* TEXT PASSAGE:
While toys and games are “a fundamental part of childhood”, they were especially crucial during the pandemic as parents juggled childcare and work at home. This wasn’t just for parents buying games and activities to replace vacations, theme parks, and movie theaters — “kidults” became an emerging demographic looking to relieve boredom, create new hobbies, and even find emotional support.
On this episode of BRAVE COMMERCE, hosts Rachel Tipograph (Founder & CEO of MikMak) and Sarah Hofstetter (President of Profitero) sit down with Laura Henderson, EVP of Marketing at Spin Master, to discuss the growth of toys and games during the pandemic and its continued importance afterwards, advice on staying toy-trendy, and taking risks to reach your professional goals.

* DATA LISTING:
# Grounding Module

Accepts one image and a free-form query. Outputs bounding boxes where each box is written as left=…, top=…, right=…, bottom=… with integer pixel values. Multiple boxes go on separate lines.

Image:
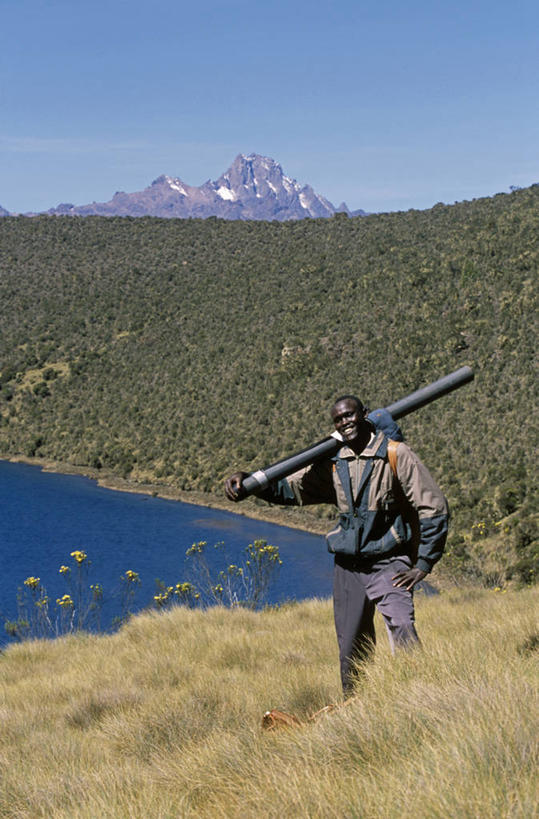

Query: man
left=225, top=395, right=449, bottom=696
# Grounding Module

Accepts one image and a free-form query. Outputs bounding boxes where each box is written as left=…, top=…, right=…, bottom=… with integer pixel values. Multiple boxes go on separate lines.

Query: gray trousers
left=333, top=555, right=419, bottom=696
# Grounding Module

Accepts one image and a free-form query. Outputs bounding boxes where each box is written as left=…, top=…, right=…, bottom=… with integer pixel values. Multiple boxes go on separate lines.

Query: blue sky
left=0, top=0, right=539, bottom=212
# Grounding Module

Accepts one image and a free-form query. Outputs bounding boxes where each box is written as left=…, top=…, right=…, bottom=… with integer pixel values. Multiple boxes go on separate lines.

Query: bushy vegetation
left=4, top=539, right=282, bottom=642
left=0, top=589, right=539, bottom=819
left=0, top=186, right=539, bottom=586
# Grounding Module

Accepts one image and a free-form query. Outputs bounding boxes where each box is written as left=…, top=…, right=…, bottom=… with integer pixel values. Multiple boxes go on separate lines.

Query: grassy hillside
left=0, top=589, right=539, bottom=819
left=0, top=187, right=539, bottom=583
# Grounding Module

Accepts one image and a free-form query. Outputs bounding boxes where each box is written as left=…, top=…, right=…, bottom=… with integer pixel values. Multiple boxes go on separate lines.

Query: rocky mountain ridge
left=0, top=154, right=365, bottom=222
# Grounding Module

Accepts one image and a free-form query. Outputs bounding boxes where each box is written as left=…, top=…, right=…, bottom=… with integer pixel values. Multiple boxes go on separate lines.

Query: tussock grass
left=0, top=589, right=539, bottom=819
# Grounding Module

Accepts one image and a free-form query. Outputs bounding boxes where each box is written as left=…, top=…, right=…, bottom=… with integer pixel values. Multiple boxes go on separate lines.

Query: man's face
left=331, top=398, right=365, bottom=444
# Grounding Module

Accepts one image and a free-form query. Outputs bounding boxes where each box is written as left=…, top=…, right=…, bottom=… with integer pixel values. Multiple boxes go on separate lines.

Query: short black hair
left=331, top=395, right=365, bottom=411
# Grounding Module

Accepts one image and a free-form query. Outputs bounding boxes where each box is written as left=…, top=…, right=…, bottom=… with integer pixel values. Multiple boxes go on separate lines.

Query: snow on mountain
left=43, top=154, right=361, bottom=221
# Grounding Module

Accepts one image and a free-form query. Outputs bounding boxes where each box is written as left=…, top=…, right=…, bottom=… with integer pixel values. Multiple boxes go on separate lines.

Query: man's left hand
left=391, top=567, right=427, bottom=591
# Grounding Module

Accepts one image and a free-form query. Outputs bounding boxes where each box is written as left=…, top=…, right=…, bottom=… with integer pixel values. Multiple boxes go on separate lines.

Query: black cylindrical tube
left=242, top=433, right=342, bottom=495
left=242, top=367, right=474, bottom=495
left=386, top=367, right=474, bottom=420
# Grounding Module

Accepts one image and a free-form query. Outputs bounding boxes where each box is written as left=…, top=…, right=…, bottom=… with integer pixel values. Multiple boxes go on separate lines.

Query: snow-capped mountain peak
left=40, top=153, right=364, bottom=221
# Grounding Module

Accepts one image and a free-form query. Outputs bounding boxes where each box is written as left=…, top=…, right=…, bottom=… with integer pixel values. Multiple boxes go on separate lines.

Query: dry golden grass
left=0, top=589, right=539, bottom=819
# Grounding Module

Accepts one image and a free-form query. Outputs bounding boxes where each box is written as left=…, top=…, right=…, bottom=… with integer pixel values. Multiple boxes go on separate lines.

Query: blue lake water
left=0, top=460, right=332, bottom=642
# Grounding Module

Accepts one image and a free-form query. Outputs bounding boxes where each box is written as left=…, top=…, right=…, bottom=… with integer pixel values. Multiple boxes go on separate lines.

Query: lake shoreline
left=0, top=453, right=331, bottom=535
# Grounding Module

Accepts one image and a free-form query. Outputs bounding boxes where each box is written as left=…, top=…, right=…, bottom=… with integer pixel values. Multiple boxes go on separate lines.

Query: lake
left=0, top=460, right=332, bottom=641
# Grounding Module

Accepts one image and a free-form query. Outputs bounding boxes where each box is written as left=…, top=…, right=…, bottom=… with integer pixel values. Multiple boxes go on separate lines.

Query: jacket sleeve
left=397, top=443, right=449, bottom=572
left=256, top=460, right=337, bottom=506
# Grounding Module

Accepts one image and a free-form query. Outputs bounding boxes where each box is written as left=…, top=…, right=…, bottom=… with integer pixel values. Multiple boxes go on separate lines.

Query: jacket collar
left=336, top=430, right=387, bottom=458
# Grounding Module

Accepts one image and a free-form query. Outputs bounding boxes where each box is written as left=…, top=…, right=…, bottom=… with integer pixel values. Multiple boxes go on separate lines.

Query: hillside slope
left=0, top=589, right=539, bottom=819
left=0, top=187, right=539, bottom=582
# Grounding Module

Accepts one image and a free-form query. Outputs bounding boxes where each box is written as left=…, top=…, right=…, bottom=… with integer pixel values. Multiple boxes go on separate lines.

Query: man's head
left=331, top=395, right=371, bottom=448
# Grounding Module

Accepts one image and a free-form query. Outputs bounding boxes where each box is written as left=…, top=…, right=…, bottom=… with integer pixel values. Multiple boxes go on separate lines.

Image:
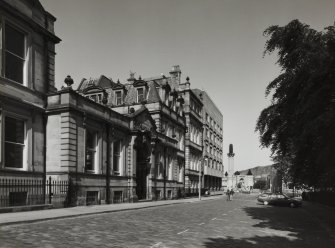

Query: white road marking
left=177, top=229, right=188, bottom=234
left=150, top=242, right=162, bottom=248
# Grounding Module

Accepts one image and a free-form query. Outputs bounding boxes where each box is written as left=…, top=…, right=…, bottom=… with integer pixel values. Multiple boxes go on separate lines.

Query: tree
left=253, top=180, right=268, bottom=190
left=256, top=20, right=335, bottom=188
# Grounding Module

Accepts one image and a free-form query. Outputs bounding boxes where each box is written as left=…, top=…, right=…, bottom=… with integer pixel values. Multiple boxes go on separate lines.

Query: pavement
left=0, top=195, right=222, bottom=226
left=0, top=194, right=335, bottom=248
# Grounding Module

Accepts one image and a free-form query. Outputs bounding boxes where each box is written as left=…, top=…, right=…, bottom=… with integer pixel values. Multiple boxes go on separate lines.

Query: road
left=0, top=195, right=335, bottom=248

* QUESTIONS ON THE MATERIAL:
**a.** Transcribe the toys-and-games passage between "While toys and" and "your professional goals.", inclusive.
**b.** According to the toys-and-games passage, what position does Laura Henderson hold at Spin Master?

* PER-TASK OUTPUTS:
**a.**
While toys and games are “a fundamental part of childhood”, they were especially crucial during the pandemic as parents juggled childcare and work at home. This wasn’t just for parents buying games and activities to replace vacations, theme parks, and movie theaters — “kidults” became an emerging demographic looking to relieve boredom, create new hobbies, and even find emotional support.
On this episode of BRAVE COMMERCE, hosts Rachel Tipograph (Founder & CEO of MikMak) and Sarah Hofstetter (President of Profitero) sit down with Laura Henderson, EVP of Marketing at Spin Master, to discuss the growth of toys and games during the pandemic and its continued importance afterwards, advice on staying toy-trendy, and taking risks to reach your professional goals.

**b.** EVP of Marketing